Problem to solve: Transcribe part of the passage below on Noah Brooks word for word. Begin at the words "When he was" and stop after "a Boston paper.".
=== Document extract ===
One of the members of The Fairport Nine was Sam Black, the only negro boy in “Fairport,” the “best of all the boys in town,” a good student, and, although there was a great gulf at that time between the fishermen's sons and those of the wealthier residents, a valued companion. Perhaps this friendship gave impetus to Brooks’ later interest in politics and the position of the political parties on slavery.
When he was seventeen Noah Brooks left Castine for Boston (Chelsea) where he worked and studied — soon turning to newspaper work. Before he was twenty-one his essays and sketches were being published and he was on the staff of a Boston paper.
During the years that Noah was growing up in Castine the American west was opening — thousands of poor men bought land from the government or simply settled and claimed the land as their own. Western New York State, Indiana, southern Illinois and Ohio were settled first. After 1825 when the Erie Canal was completed and steam boats on the Lakes connected with the western end of the canal emigrants went to southern Wisconsin and to northern Illinois. Among the latter was Joseph Thomas Little, one of the first settlers of Dixon, Lee County, Illinois, and a cousin of Noah, son of Otis Little and Dorothy Perkins Little of Castine. When Noah was nine Joseph returned to marry Eleanor Cobb, a former neighbor, and took her back to Illinois. Probably about the same time Noah's brother, Joseph Barker Brooks and his sister, Marianne Brooks Upham, with her family, also moved to Dixon. It is not surprising that, before many years, Noah followed them.
=== Source data ===
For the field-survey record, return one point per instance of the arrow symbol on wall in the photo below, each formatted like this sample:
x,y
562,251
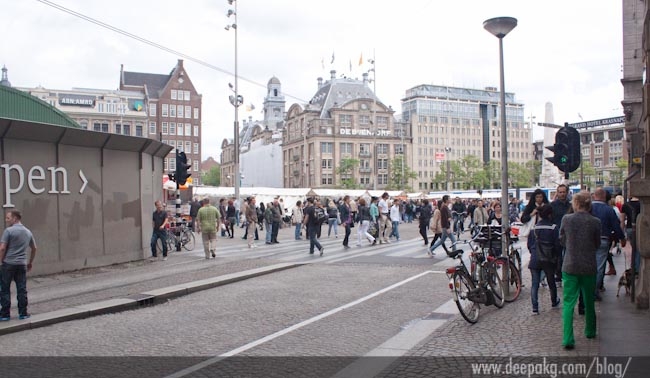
===
Reply:
When he was seventeen Noah Brooks left Castine for Boston (Chelsea) where he worked and studied — soon turning to newspaper work. Before he was twenty-one his essays and sketches were being published and he was on the staff of a Boston paper.